## STUDY MATERIAL
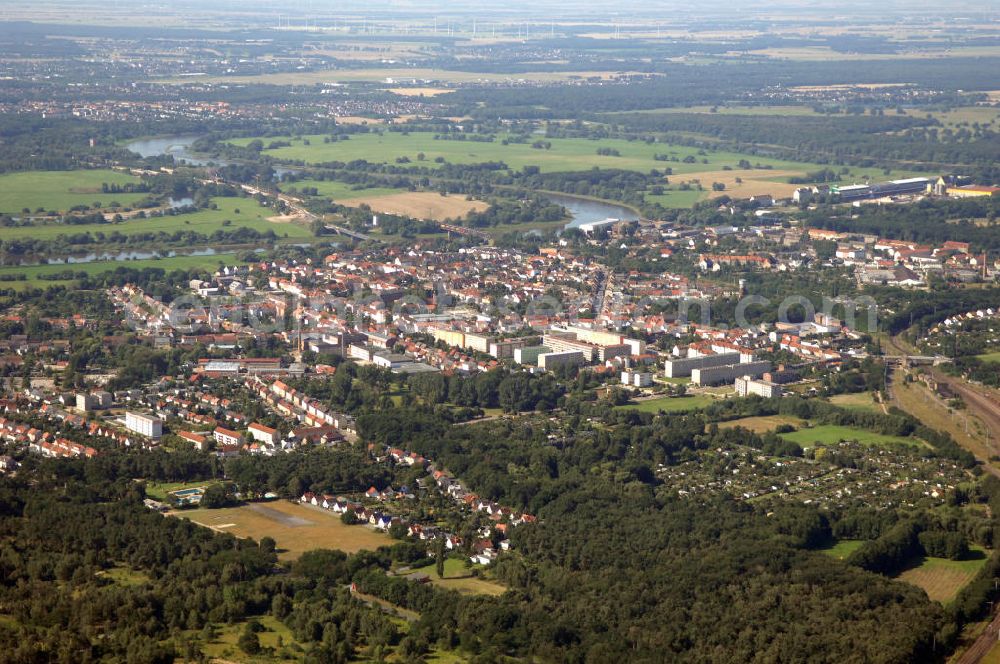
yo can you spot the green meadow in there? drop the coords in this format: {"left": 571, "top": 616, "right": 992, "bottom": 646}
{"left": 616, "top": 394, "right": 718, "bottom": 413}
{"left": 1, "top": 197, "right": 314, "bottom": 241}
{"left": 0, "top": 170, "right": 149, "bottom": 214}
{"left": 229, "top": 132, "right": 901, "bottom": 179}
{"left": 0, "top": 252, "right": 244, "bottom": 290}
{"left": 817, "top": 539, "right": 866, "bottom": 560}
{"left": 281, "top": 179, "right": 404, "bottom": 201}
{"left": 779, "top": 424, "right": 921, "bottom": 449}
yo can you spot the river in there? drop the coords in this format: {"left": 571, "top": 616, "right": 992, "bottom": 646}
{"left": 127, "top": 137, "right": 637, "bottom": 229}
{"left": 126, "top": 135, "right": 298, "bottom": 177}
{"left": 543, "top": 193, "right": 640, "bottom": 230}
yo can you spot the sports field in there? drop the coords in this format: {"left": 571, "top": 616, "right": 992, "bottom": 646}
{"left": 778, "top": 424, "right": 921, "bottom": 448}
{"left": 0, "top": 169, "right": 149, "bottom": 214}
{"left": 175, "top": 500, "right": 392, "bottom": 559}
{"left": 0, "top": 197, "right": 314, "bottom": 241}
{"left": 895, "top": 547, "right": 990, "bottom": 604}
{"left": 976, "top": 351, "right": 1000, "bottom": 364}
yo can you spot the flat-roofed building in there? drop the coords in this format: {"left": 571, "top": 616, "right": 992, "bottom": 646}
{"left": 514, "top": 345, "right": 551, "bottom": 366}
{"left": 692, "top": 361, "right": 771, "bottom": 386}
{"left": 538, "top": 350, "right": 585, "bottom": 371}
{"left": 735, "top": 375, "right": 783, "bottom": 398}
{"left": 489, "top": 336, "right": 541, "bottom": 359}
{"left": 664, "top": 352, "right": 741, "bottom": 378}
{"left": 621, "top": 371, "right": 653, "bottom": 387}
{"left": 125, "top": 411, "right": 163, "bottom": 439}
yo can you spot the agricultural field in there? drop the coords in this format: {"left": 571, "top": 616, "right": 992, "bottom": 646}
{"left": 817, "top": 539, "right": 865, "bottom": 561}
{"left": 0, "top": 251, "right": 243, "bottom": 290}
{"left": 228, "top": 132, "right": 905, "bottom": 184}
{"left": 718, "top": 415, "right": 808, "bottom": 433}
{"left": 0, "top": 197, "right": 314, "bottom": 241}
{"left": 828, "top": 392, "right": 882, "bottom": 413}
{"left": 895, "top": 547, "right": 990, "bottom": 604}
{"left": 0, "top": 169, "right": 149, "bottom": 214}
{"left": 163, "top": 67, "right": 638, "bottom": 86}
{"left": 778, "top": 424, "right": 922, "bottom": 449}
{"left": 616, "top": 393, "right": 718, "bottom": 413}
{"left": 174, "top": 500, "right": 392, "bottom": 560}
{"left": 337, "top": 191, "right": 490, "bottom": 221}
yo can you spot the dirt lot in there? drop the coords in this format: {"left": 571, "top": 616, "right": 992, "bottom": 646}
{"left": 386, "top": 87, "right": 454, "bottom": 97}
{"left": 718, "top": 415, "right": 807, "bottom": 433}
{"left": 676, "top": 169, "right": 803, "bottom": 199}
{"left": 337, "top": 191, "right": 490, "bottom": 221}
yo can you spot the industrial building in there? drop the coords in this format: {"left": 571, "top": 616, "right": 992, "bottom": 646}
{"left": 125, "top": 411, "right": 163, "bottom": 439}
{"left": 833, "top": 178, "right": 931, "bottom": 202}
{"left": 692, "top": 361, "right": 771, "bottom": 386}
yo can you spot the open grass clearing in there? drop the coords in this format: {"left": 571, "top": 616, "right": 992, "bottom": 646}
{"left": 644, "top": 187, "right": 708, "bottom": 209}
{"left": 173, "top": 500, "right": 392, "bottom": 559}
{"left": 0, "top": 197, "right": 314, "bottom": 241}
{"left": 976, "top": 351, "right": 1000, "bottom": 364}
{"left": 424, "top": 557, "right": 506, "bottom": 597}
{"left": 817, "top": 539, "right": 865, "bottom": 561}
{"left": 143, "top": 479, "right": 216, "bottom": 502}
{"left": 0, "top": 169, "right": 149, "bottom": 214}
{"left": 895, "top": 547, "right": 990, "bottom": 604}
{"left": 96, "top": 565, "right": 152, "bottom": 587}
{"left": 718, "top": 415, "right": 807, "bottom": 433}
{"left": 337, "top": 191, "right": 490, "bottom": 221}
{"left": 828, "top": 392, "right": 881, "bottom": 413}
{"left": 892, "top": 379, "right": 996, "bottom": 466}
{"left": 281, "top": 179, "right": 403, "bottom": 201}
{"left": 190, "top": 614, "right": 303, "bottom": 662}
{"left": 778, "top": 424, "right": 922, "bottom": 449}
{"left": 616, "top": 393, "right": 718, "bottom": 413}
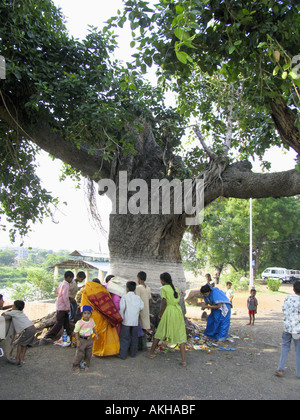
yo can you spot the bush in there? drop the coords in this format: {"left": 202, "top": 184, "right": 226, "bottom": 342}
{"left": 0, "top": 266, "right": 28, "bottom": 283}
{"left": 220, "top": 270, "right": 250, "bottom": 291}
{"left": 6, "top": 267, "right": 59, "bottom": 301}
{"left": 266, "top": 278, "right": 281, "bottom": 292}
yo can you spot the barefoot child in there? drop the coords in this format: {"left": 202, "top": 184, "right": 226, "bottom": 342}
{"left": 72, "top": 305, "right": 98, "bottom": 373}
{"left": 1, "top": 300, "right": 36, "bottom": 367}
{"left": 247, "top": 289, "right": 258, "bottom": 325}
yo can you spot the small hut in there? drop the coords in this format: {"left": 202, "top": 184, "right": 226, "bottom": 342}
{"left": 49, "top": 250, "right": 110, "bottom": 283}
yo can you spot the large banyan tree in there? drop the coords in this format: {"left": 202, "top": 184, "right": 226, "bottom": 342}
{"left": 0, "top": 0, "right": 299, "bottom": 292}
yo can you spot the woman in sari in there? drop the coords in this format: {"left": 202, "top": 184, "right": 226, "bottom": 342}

## WHAT THE TASK ASKS
Set the listing above down again exactly, leaving pictures out.

## SOLVED EXERCISE
yo can you spot the green meadow in there? drop the coords in this format: {"left": 571, "top": 616, "right": 992, "bottom": 646}
{"left": 616, "top": 394, "right": 718, "bottom": 413}
{"left": 1, "top": 197, "right": 314, "bottom": 241}
{"left": 0, "top": 170, "right": 149, "bottom": 214}
{"left": 229, "top": 132, "right": 901, "bottom": 179}
{"left": 0, "top": 252, "right": 244, "bottom": 290}
{"left": 817, "top": 539, "right": 866, "bottom": 560}
{"left": 281, "top": 179, "right": 404, "bottom": 201}
{"left": 779, "top": 424, "right": 921, "bottom": 449}
yo can you spot the river in there? drop the coords in this format: {"left": 571, "top": 616, "right": 992, "bottom": 646}
{"left": 127, "top": 137, "right": 637, "bottom": 229}
{"left": 126, "top": 135, "right": 298, "bottom": 177}
{"left": 543, "top": 193, "right": 640, "bottom": 230}
yo can you spot the sports field in there? drop the coords in this format: {"left": 571, "top": 616, "right": 992, "bottom": 646}
{"left": 778, "top": 424, "right": 921, "bottom": 448}
{"left": 0, "top": 169, "right": 149, "bottom": 214}
{"left": 175, "top": 500, "right": 392, "bottom": 559}
{"left": 0, "top": 197, "right": 314, "bottom": 241}
{"left": 895, "top": 547, "right": 990, "bottom": 604}
{"left": 976, "top": 351, "right": 1000, "bottom": 364}
yo can you spot the flat-roofed building in there? drop the coords in this format: {"left": 571, "top": 616, "right": 992, "bottom": 646}
{"left": 514, "top": 345, "right": 551, "bottom": 366}
{"left": 692, "top": 361, "right": 771, "bottom": 386}
{"left": 538, "top": 350, "right": 585, "bottom": 371}
{"left": 735, "top": 375, "right": 783, "bottom": 398}
{"left": 489, "top": 336, "right": 541, "bottom": 359}
{"left": 664, "top": 352, "right": 741, "bottom": 378}
{"left": 621, "top": 371, "right": 653, "bottom": 387}
{"left": 125, "top": 411, "right": 163, "bottom": 439}
yo can you spot the agricultural field in there? drop the coords in this format: {"left": 571, "top": 616, "right": 992, "bottom": 646}
{"left": 817, "top": 539, "right": 865, "bottom": 561}
{"left": 0, "top": 251, "right": 243, "bottom": 290}
{"left": 228, "top": 132, "right": 905, "bottom": 184}
{"left": 718, "top": 415, "right": 808, "bottom": 433}
{"left": 0, "top": 197, "right": 314, "bottom": 241}
{"left": 828, "top": 392, "right": 882, "bottom": 413}
{"left": 895, "top": 547, "right": 990, "bottom": 604}
{"left": 0, "top": 169, "right": 149, "bottom": 214}
{"left": 163, "top": 67, "right": 638, "bottom": 86}
{"left": 778, "top": 424, "right": 922, "bottom": 449}
{"left": 616, "top": 393, "right": 718, "bottom": 413}
{"left": 174, "top": 500, "right": 392, "bottom": 560}
{"left": 337, "top": 191, "right": 490, "bottom": 221}
yo can you spot the dirt lot in there? drop the coords in this format: {"left": 571, "top": 616, "right": 992, "bottom": 646}
{"left": 386, "top": 87, "right": 454, "bottom": 97}
{"left": 718, "top": 415, "right": 807, "bottom": 433}
{"left": 676, "top": 169, "right": 803, "bottom": 199}
{"left": 337, "top": 191, "right": 490, "bottom": 221}
yo can you spot the industrial building in there? drop the coords in this format: {"left": 571, "top": 616, "right": 992, "bottom": 646}
{"left": 125, "top": 411, "right": 163, "bottom": 439}
{"left": 833, "top": 178, "right": 931, "bottom": 202}
{"left": 692, "top": 361, "right": 771, "bottom": 386}
yo can you spot the open grass clearing in there? drop the coords in this format: {"left": 571, "top": 616, "right": 992, "bottom": 646}
{"left": 644, "top": 187, "right": 708, "bottom": 209}
{"left": 173, "top": 500, "right": 392, "bottom": 559}
{"left": 0, "top": 197, "right": 314, "bottom": 241}
{"left": 976, "top": 351, "right": 1000, "bottom": 364}
{"left": 424, "top": 557, "right": 506, "bottom": 597}
{"left": 817, "top": 539, "right": 865, "bottom": 561}
{"left": 143, "top": 479, "right": 216, "bottom": 502}
{"left": 0, "top": 169, "right": 149, "bottom": 214}
{"left": 895, "top": 547, "right": 990, "bottom": 604}
{"left": 96, "top": 565, "right": 152, "bottom": 587}
{"left": 718, "top": 415, "right": 807, "bottom": 433}
{"left": 337, "top": 191, "right": 490, "bottom": 221}
{"left": 828, "top": 392, "right": 881, "bottom": 413}
{"left": 892, "top": 379, "right": 996, "bottom": 466}
{"left": 281, "top": 179, "right": 403, "bottom": 201}
{"left": 190, "top": 614, "right": 303, "bottom": 662}
{"left": 778, "top": 424, "right": 922, "bottom": 449}
{"left": 616, "top": 393, "right": 718, "bottom": 413}
yo can you spot the bush in there? drop the coords in this format: {"left": 202, "top": 184, "right": 226, "bottom": 342}
{"left": 0, "top": 266, "right": 28, "bottom": 283}
{"left": 220, "top": 270, "right": 250, "bottom": 291}
{"left": 6, "top": 267, "right": 59, "bottom": 301}
{"left": 266, "top": 278, "right": 281, "bottom": 292}
yo can you spot the barefoot child in there? drop the coords in this format: {"left": 202, "top": 184, "right": 226, "bottom": 342}
{"left": 72, "top": 305, "right": 98, "bottom": 373}
{"left": 1, "top": 300, "right": 36, "bottom": 367}
{"left": 247, "top": 289, "right": 258, "bottom": 325}
yo can you spot the small hut in there? drop the coords in this format: {"left": 202, "top": 184, "right": 226, "bottom": 342}
{"left": 49, "top": 250, "right": 110, "bottom": 283}
yo can you spot the large banyan tree in there? drop the coords in this format: {"left": 202, "top": 184, "right": 226, "bottom": 342}
{"left": 0, "top": 0, "right": 299, "bottom": 292}
yo can you spot the woman in sari in there? drop the coords in this format: {"left": 202, "top": 184, "right": 226, "bottom": 342}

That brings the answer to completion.